→ STATED GOAL
Turn everything in the data from the line containing "Can you find the tin" down to the line containing "pixel 151 150", both included, into a numbered list with blank lines left out.

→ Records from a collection
_ _ _ _

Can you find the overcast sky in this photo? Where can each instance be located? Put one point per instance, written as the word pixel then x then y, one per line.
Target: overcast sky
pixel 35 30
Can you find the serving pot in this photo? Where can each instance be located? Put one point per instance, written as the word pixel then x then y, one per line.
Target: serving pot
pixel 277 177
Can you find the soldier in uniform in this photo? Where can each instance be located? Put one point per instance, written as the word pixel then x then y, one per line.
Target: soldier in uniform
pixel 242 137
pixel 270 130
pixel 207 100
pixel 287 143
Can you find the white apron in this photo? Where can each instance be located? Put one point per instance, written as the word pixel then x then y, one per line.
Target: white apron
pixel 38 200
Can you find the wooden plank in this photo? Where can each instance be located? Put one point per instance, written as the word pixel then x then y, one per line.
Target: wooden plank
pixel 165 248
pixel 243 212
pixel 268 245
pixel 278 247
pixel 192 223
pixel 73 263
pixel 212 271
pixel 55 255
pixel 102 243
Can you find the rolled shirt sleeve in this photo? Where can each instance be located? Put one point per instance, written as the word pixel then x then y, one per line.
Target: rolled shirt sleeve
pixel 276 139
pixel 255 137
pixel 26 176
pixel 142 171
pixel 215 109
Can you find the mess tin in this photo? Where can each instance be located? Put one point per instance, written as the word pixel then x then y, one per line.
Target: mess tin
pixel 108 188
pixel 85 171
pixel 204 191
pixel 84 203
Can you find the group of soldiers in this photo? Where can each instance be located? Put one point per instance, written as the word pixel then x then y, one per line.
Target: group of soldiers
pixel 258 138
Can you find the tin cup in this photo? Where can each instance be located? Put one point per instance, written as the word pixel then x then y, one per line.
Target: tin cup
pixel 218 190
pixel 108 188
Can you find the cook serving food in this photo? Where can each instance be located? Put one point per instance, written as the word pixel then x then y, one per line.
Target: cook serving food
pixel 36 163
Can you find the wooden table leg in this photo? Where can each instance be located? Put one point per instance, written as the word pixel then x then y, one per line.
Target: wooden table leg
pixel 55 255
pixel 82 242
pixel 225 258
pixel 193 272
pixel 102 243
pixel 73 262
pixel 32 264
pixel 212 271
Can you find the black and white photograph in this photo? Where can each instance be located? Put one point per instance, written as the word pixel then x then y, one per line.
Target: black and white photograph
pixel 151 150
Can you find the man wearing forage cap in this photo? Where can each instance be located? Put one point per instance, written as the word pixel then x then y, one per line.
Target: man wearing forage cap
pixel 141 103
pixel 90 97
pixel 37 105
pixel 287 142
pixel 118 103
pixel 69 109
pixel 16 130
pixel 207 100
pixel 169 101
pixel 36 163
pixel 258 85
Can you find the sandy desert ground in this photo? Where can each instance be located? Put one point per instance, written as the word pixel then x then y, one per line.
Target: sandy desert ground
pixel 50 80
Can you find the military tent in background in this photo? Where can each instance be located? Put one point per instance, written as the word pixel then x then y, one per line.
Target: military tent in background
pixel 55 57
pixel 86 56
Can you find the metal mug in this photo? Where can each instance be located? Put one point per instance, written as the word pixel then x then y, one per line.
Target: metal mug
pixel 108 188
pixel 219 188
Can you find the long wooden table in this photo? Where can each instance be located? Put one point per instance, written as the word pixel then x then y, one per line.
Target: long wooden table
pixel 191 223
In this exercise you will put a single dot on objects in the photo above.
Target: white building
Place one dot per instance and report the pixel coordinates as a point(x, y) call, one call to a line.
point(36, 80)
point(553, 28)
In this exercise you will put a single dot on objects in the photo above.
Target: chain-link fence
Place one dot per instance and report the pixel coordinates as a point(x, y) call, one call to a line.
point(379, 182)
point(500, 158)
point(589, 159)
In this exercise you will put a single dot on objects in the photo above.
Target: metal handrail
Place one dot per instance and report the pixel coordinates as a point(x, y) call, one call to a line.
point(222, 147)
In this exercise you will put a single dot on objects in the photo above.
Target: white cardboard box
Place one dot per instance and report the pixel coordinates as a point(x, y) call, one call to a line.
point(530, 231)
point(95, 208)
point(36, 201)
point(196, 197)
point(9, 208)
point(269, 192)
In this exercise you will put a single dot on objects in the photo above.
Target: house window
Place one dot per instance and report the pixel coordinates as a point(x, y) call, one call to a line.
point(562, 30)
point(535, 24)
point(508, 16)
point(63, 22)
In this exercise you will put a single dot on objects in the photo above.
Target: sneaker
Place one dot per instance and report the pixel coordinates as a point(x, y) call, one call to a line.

_ _ _ _

→ FINISHED ANSWER
1. Can you find the tin cup in this photo? Where can each instance be located? Put one point per instance, written as the word pixel then x then y, one per line.
2. Target: tin cup
3. pixel 218 190
4. pixel 108 188
5. Can you find the cook serving food in this photo? Where can each instance be located? Put one point per instance, written as the word pixel then x then y, one per line.
6. Target: cook serving food
7. pixel 36 163
8. Can you find the wooden table leg in this photo? Where can each instance be located? Put one point per instance, written as the word pixel then x then y, one per line.
9. Target: wooden table leg
10. pixel 55 255
11. pixel 82 242
12. pixel 225 258
13. pixel 193 272
14. pixel 102 243
15. pixel 73 262
16. pixel 32 264
17. pixel 212 271
18. Can you find the black and white photograph in this photo? Where can each instance be located? Put one point per instance, written as the word pixel then x then y, one per line.
19. Target: black and white photograph
20. pixel 151 150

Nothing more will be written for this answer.